Hegel celebró que el individuo se haya
desembarazado del autoritarismo y haya separado el ámbito religioso del
político, y celebró que las castas dejen el poder. Pero reflexionó también
sobre las desventajas de la Ilustración; en ella se materializó el ideal de la
autonomía del individuo frente al Estado, pero ese individuo no supo qué hacer
con su libertad individual y la desperdicia, mientras en la Edad Antigua y
Medieval, si bien la persona no detentaba autonomía ante la nación, sí ejercía
acciones con finalidades colectivas. La Modernidad separó el ámbito privado del
público y trazó una línea valiosísima en la civilización, pero, pensó Hegel,
ahí mismo se perdió la armonía entre ciudadanos y proyectos colectivos.
Entre la libertad del individuo y el colectivismo del mundo greco-romano, Hegel
deshojaba flores. Se alejaba, en realidad, del planteamiento al estilo «o este
bando o este otro», y no quería cambiar un dogma por otro.

• Ejercicios propuestos
• A. Según el extracto sobre Hegel, ¿qué se perdió, en opinión de Hegel, cuando la Modernidad separó el ámbito privado del público?
• B. Resume en dos oraciones el extracto sobre Hegel.

• Datos proporcionados
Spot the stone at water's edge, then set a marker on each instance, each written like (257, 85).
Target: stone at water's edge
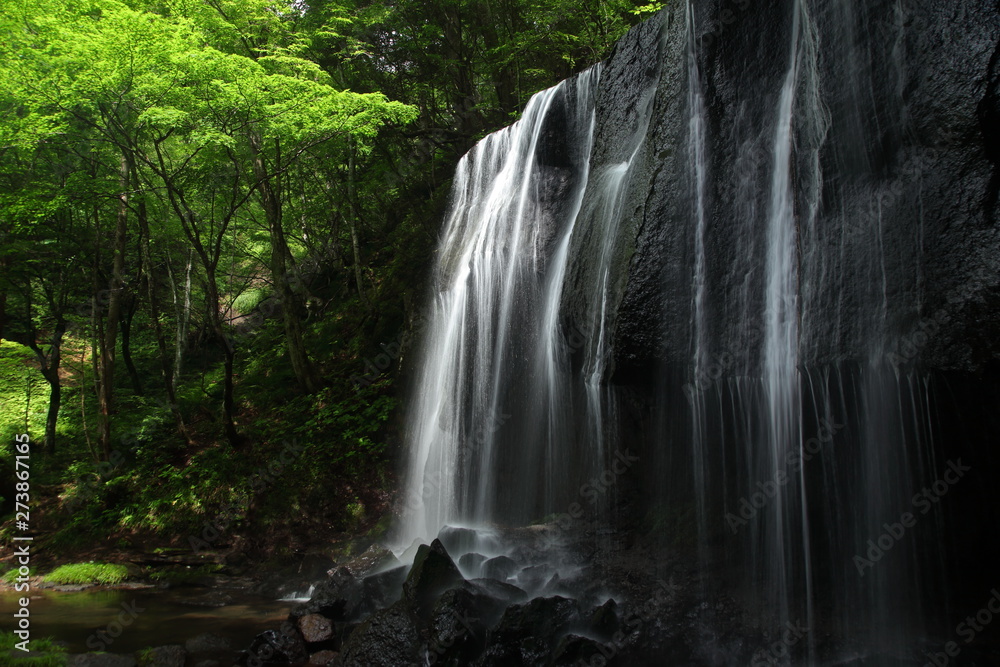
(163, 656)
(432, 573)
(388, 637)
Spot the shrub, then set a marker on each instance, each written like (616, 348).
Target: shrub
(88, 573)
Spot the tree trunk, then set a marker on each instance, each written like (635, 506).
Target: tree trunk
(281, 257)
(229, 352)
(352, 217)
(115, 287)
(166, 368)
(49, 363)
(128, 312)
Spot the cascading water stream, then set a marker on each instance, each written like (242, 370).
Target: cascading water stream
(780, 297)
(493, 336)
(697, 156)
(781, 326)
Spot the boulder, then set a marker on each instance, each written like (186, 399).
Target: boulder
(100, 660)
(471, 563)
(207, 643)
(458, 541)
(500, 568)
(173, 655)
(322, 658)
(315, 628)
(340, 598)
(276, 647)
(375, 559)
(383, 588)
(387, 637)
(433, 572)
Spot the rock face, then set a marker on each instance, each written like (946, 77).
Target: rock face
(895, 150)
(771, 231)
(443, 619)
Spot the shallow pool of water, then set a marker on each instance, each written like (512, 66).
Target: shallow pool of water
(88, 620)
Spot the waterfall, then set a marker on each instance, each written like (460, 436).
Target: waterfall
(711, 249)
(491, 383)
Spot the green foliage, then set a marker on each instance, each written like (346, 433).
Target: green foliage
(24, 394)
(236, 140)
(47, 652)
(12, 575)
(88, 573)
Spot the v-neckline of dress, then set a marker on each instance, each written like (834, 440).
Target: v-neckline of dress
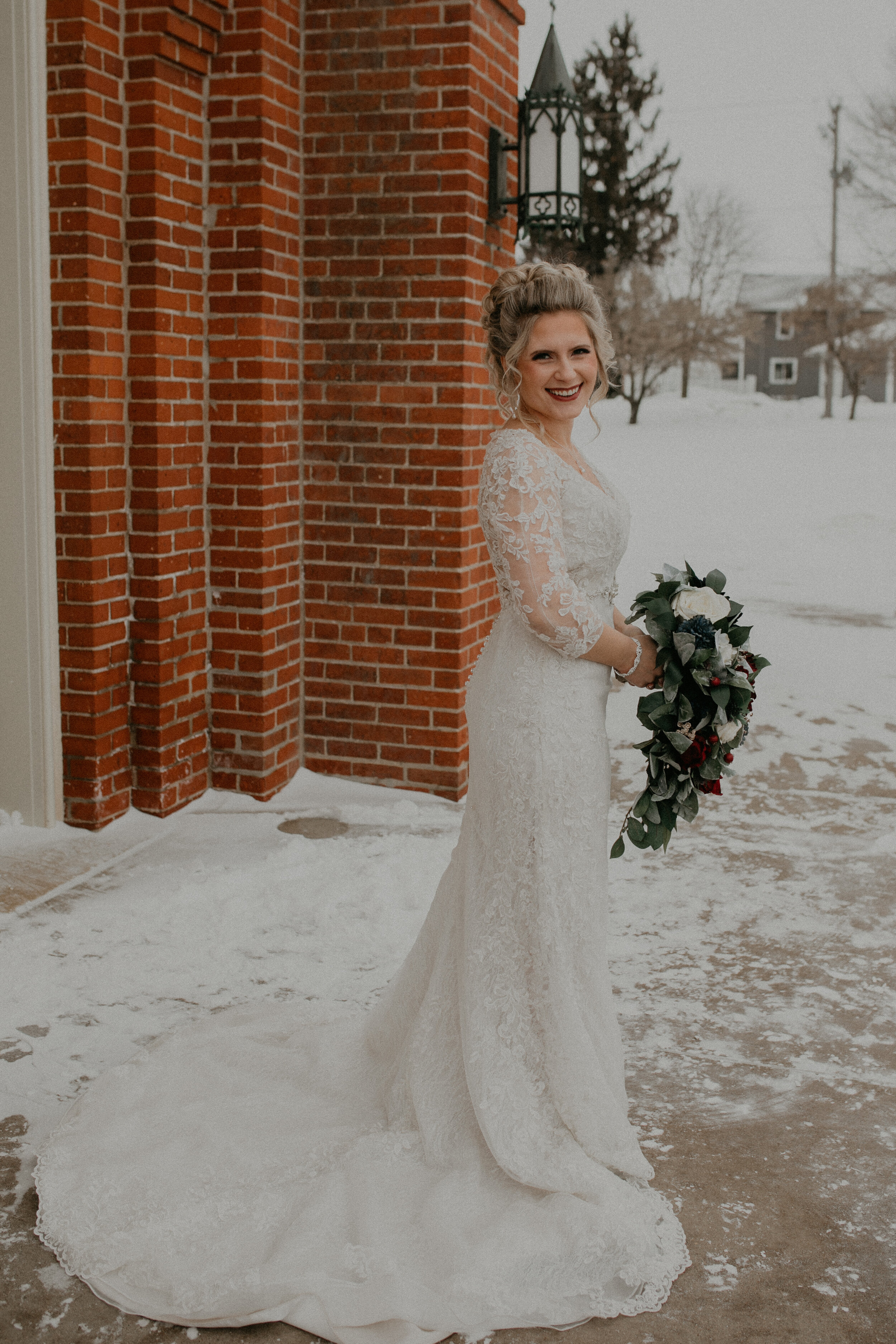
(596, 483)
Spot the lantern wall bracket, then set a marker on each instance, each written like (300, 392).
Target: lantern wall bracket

• Respuestas por tarea
• A. Se perdió la armonía entre ciudadanos y proyectos colectivos.

• B. Hegel celebró que el individuo se librara del autoritarismo, que se separara lo religioso de lo político y que las castas dejaran el poder, pero advirtió que el individuo de la Ilustración no supo qué hacer con su libertad y que la separación entre lo privado y lo público hizo perder la armonía entre ciudadanos y proyectos colectivos. Indeciso entre la libertad individual y el colectivismo greco-romano, Hegel se alejaba de plantear la cuestión como una elección entre dos bandos y no quería cambiar un dogma por otro.